Bovine Colostrum, Telomeres, and Skin Aging.

BACKGROUND: Applied topically, growth factors, cytokines, and other components in bovine colostrum are known to affect collagen biosynthesis, thus offering promise as a therapeutic modality in wound healing, delay in skin aging, and skin rejuvenation. OBJECTIVE: To demonstrate the protective effect that liposomal bovine colostrum exerts on skin aging using telomere length as an aging biomarker. METHODS: Human fibroblasts were cultured for 8 weeks with colostrum at three concentrations (0.125%, 0.25%, 0.50%). Cells were cultured and assayed both under standard conditions, as well as with H2O2 added as an agent of oxidative stress. Alterations in proliferation rates, telomere lengths, and telomere shortening rates (TSRs) were determined in each treatment group and compared. RESULTS: Colostrum increased the proliferation rate of the fibroblast control cells and the addition of H2O2(without colostrum) decreased the proliferation rates of the fibroblast control cells. Under standard culture conditions, telomeres shortened progressively over 8 weeks and the addition of colostrum reduced the rate of telomere shortening. Under oxidative stress conditions (H2O2 – induced) the TSR increased; however, treatment with colostrum appeared to attenuate this increase. CONCLUSIONS: Under normal culture conditions and after both 4 weeks and 8 weeks of treatment, liposomal bovine colostrum appears to exert a protective effect on telomere length erosion. Under culture conditions of oxidative stress and after 8 weeks of treatment, colostrum appears to exert a protective effect on telomere length erosion. These results suggest that topical treatment of the liposomal bovine colostrum formulation would enhance skin health as the skin ages. J Drugs Dermatol. 20(5):538-545. doi:10.36849/JDD.5851.

Natural-language descriptions of regions:
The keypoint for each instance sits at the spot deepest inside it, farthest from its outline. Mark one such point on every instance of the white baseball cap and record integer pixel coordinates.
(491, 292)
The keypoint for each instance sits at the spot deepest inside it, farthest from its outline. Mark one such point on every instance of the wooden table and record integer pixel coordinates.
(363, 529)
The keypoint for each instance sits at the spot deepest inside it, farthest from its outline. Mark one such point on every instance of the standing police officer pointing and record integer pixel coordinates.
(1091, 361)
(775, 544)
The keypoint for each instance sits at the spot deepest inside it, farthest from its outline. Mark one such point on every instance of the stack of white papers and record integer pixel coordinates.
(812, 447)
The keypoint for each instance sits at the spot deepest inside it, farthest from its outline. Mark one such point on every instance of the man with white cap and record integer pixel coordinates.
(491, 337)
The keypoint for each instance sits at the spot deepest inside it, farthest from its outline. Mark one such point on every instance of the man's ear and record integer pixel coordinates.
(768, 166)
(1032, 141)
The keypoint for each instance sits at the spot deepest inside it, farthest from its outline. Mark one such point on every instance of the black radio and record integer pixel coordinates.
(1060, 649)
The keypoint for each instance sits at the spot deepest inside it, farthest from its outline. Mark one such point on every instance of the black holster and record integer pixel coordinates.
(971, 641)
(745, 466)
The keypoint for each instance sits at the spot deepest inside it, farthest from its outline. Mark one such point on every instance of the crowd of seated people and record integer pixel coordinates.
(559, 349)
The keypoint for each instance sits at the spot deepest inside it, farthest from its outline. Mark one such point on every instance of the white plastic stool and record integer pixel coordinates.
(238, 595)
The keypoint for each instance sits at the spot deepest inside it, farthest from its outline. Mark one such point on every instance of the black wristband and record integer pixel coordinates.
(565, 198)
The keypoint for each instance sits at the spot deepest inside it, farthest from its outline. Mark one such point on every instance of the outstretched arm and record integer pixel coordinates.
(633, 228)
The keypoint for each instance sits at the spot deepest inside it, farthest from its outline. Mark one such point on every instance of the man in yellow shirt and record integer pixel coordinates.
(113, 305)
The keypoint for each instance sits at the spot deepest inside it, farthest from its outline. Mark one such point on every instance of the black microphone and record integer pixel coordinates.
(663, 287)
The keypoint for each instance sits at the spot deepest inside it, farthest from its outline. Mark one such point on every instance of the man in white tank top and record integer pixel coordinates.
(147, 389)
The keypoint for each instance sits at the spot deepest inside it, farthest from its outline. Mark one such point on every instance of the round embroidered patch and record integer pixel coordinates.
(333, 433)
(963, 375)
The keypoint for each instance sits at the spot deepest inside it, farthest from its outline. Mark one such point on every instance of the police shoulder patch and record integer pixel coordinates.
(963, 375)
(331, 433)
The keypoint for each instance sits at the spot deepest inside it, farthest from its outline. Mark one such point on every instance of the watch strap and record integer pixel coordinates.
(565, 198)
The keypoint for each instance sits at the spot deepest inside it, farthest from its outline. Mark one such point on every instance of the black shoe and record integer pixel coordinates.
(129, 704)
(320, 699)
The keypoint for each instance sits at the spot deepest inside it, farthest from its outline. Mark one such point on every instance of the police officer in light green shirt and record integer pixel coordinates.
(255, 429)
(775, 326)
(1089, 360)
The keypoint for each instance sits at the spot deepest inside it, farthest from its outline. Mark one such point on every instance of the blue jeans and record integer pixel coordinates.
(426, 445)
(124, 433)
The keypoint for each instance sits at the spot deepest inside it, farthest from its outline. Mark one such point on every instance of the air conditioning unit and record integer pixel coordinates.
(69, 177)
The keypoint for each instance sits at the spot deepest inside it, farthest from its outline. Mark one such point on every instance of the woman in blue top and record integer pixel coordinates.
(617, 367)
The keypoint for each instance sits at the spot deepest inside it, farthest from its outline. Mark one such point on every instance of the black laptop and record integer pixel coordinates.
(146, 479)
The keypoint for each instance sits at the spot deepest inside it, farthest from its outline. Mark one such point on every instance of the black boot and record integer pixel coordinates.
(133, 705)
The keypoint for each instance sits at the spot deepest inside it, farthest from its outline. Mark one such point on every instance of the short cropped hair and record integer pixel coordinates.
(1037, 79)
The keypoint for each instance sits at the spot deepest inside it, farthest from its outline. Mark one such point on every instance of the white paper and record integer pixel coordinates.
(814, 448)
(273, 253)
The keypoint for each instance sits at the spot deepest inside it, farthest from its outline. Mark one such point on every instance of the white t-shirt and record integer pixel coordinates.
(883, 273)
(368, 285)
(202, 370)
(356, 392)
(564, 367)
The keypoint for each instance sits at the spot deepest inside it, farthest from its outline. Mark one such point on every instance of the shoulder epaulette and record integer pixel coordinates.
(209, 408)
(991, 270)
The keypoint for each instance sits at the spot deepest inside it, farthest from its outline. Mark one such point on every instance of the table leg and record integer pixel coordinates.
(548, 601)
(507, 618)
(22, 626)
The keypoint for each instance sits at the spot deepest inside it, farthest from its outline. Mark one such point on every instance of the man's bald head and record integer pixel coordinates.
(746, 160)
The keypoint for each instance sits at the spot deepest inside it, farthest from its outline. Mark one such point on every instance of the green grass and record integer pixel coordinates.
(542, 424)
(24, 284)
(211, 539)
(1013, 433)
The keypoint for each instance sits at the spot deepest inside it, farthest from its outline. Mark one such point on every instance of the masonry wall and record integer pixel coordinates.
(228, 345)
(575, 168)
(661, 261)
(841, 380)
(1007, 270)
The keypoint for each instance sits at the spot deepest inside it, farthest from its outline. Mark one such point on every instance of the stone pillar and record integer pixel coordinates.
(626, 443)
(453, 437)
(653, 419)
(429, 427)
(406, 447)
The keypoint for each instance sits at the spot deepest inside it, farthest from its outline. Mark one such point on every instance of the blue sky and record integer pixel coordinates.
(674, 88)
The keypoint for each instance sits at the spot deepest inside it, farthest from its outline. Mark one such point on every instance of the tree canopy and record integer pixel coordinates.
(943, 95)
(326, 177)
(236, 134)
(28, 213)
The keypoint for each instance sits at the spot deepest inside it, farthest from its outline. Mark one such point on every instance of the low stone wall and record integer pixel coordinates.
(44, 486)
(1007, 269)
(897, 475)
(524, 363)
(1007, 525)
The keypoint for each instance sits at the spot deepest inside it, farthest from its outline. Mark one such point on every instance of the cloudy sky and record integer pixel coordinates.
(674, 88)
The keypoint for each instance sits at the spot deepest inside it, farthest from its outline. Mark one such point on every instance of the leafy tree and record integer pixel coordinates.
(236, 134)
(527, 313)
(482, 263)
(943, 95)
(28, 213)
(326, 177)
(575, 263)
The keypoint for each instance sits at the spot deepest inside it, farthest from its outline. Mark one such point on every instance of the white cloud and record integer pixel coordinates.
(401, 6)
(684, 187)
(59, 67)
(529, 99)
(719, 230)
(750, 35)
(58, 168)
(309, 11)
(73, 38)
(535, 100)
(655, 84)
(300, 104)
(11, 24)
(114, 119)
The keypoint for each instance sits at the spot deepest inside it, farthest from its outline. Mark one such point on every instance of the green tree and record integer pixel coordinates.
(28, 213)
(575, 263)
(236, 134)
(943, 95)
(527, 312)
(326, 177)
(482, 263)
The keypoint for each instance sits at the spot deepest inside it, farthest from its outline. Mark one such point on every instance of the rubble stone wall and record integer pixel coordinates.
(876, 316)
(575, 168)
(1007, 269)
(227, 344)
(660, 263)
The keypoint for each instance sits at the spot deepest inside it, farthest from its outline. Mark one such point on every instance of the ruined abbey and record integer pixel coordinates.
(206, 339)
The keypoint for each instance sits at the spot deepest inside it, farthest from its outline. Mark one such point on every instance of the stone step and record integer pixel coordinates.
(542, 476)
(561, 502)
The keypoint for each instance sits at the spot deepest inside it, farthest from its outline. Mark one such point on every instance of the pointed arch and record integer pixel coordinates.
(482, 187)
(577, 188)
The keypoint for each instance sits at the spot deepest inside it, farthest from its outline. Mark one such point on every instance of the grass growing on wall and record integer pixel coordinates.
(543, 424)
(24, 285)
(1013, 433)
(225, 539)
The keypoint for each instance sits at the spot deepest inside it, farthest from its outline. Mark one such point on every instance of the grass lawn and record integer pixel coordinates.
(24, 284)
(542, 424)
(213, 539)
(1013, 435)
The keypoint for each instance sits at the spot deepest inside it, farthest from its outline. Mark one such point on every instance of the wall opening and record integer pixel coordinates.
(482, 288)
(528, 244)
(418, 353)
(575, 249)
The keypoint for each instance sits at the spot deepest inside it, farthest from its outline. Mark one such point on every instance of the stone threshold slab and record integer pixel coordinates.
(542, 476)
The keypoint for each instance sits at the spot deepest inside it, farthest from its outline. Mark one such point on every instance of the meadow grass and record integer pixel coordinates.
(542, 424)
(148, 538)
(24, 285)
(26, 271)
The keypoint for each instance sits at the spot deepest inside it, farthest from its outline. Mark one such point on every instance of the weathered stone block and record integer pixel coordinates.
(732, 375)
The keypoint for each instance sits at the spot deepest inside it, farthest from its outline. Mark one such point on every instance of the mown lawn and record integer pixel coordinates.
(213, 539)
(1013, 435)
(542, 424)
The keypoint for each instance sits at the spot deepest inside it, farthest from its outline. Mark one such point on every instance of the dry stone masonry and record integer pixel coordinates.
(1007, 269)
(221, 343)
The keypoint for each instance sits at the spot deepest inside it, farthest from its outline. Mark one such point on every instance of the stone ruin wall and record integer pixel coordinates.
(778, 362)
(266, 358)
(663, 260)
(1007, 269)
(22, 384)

[Directions] Write the next part of the bovine colostrum and skin aging text, picking up after its final line.

[Written answer]
Ergothioneine Mitigates Telomere Shortening under Oxidative Stress Conditions.

Shortened telomeres are associated with aging and age-related diseases. Oxidative stress is thought to be a major contributor to telomere shortening, and antioxidants may be able to mitigate these effects. Ergothioneine is a naturally occurring amino acid with potent antioxidant properties. In order to investigate ergothioneine's effects on telomere length, we cultured primary human fibroblasts under standard and oxidative (10 µM H2O2) conditions and treated cells with 0.04, 0.1, 0.3, or 1.0 mg/ml ergothioneine for 8 weeks. Telomere length measurements were performed using high-throughput quantitative fluorescent in situ hybridization (HT Q-FISH). Treatment with ergothioneine transiently increased relative telomerase activity after 24 h (p < 0.05 for all concentrations). Under oxidative conditions, ergothioneine treatment resulted in significantly longer median telomere length and 20th percentile telomere length, and significantly reduced the percentage of short telomeres (<3 kilobase pairs) for all treatment concentrations after 8 weeks. Telomere shortening rate was also reduced. Overall, ergothioneine demonstrated beneficial effects by decreasing the rate of telomere shortening and preserving telomere length under oxidative stress conditions. Our data support a potential role for ergothioneine in oxidative stress-related conditions and healthy aging.